Can you reproduce every line of the material below, requests included, shifting each point coordinate in the answers by -115?

(Location annotation dataset excerpts)
** Start **

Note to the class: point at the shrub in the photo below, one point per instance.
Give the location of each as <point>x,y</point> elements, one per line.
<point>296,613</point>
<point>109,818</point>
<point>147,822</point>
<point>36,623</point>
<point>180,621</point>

** End **

- [Completed task]
Note to the class: point at the shrub in the photo below, one point per instance.
Give the location of each as <point>x,y</point> elements, one per line.
<point>181,498</point>
<point>-6,703</point>
<point>32,707</point>
<point>-79,508</point>
<point>65,506</point>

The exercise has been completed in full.